SET PROBLEM
Reproduce all of the records below, substituting "Mark the location of" for every occurrence of "Draw a bounding box around" and leaving everything else unchanged.

INPUT ROWS
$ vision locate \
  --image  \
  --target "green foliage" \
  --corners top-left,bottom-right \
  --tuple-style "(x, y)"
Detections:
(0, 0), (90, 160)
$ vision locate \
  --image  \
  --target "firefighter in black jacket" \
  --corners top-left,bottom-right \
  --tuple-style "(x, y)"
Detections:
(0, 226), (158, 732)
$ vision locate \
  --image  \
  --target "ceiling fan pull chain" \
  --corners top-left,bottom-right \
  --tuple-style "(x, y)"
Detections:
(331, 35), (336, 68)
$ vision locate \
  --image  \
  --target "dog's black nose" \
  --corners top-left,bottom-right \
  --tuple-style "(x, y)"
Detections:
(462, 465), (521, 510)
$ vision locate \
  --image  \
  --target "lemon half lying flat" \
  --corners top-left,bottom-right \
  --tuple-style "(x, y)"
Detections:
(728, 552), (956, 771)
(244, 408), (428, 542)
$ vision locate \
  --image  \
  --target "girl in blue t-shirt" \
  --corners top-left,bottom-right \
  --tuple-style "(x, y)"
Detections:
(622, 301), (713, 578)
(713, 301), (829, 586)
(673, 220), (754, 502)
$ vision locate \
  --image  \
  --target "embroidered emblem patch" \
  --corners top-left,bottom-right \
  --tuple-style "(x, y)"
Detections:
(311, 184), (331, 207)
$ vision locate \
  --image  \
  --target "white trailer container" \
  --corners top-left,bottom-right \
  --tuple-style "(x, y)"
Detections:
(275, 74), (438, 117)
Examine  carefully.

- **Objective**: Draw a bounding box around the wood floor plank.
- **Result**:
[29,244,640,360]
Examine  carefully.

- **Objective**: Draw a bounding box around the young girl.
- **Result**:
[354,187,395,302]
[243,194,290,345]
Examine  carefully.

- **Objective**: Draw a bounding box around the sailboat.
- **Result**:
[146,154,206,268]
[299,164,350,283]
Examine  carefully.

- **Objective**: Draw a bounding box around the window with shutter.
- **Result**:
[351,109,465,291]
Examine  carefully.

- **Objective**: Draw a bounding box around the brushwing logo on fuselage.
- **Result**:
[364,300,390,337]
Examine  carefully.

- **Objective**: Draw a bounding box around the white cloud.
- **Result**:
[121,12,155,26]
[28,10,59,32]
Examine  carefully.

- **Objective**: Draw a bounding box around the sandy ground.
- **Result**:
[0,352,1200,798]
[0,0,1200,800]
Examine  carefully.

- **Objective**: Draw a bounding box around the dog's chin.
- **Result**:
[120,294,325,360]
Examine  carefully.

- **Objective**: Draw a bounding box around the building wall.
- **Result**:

EXPECTED OUTPUT
$ vision locate \
  --image  \
  --target "green foliage" \
  --corners top-left,bottom-right \
  --tuple-style "(x, y)"
Detections:
(0, 0), (90, 160)
$ vision locate \
  --image  \
  --target "firefighter in black jacket" \
  --corners top-left,bottom-right \
  --tuple-style "(x, y)"
Detections:
(0, 226), (158, 732)
$ vision locate \
  --image  \
  --target "ceiling fan pull chain" \
  --corners top-left,bottom-right \
  --tuple-style "(x, y)"
Detections:
(331, 35), (336, 68)
$ vision locate \
  --image  \
  --target "dog's black nose" \
  --corners top-left,bottom-right \
  --tuple-style "(x, y)"
Detections:
(462, 465), (521, 510)
$ vision locate \
  --image  \
  --target "lemon half lying flat" \
  --corners top-left,bottom-right \
  --tuple-style "(x, y)"
Detections:
(728, 552), (956, 771)
(244, 408), (428, 542)
$ vision locate \
  --image  \
  --target "girl in blue t-shirt" \
  --corners top-left,bottom-right \
  --tuple-style "(x, y)"
Detections:
(622, 301), (713, 578)
(713, 301), (829, 586)
(673, 220), (754, 502)
$ vision locate \
  --image  \
  --target "embroidered emblem patch" \
  --corners top-left,bottom-right \
  --tuple-style "(x, y)"
Detections:
(311, 184), (331, 207)
$ vision locate \
  --image  \
  --target "white trailer container" \
  --corners top-left,bottom-right \
  --tuple-style "(x, y)"
Detections:
(275, 74), (438, 117)
Examine  carefully.

- **Objective**: Mark the location of the wood floor plank.
- **Result**:
[29,244,640,360]
Examine  carefully.

- **Objective**: Mark the location of the young girl.
- **Result**:
[354,187,395,302]
[243,194,290,345]
Examine  carefully.

- **Objective**: Mark the location of the sailboat.
- **Result**:
[146,154,206,268]
[299,164,350,283]
Examine  carefully.

- **Objective**: Mark the location of the window with shutter.
- **Result**:
[351,109,465,291]
Examine  carefully.

- **Objective**: Mark the location of the brushwing logo on fuselage.
- **Result**:
[364,300,390,337]
Examine  carefully.

- **Objective**: Mark the location of the white cloud.
- **Result**:
[121,12,155,26]
[28,10,59,32]
Examine  carefully.

- **Objective**: Mark the location of the sandy ground.
- **Result**:
[0,352,1200,798]
[0,0,1200,800]
Examine  carefully.

- **Objective**: Mark the location of the dog's chin.
- **Result**:
[120,294,325,360]
Examine  carefully.

- **Objective**: Mark the location of the building wall.
- **Result**:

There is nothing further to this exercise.